WHAT THE EXERCISE ASKS: Locate the line containing "In this photo, where can the purple" in the data below. Reproduce it and every following line up to the end, exactly as given.
--*--
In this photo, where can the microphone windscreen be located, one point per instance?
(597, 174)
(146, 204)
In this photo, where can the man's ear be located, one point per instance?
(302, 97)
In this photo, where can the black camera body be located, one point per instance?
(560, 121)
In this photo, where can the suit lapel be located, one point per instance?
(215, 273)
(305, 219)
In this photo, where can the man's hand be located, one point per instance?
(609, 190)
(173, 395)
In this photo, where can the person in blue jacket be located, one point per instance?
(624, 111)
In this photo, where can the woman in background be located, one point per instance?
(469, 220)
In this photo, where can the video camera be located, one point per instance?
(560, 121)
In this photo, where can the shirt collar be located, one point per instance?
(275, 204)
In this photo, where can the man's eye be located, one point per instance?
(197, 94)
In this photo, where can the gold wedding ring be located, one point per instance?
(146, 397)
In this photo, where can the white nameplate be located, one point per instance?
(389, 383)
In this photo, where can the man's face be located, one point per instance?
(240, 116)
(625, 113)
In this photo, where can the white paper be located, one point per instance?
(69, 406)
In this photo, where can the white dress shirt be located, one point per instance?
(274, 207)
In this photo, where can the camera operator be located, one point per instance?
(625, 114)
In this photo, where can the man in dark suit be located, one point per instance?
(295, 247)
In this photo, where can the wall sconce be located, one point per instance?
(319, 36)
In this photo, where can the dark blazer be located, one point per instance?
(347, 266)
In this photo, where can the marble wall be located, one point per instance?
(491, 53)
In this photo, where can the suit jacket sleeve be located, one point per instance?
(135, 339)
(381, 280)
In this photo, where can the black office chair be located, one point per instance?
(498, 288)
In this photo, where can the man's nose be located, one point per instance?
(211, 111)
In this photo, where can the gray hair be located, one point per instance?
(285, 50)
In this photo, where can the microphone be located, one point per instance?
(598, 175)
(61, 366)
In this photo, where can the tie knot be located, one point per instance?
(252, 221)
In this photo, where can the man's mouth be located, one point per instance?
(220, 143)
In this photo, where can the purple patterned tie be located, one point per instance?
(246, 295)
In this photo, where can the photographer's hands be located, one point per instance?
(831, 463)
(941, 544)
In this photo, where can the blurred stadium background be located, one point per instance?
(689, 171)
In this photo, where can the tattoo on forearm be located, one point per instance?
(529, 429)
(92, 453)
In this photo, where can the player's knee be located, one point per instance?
--*--
EXERCISE SOLUTION:
In this photo, where can the purple patterned tie be located, one point per instance?
(246, 295)
In this photo, where can the photographer's hands be located, one point per instance?
(831, 463)
(941, 544)
In this photo, where can the blurred stadium background be located, one point per instance?
(689, 171)
In this photo, where can the tattoo on forearm be located, one point per instance?
(529, 429)
(92, 453)
In this photo, where can the player's knee be located, one point per instance?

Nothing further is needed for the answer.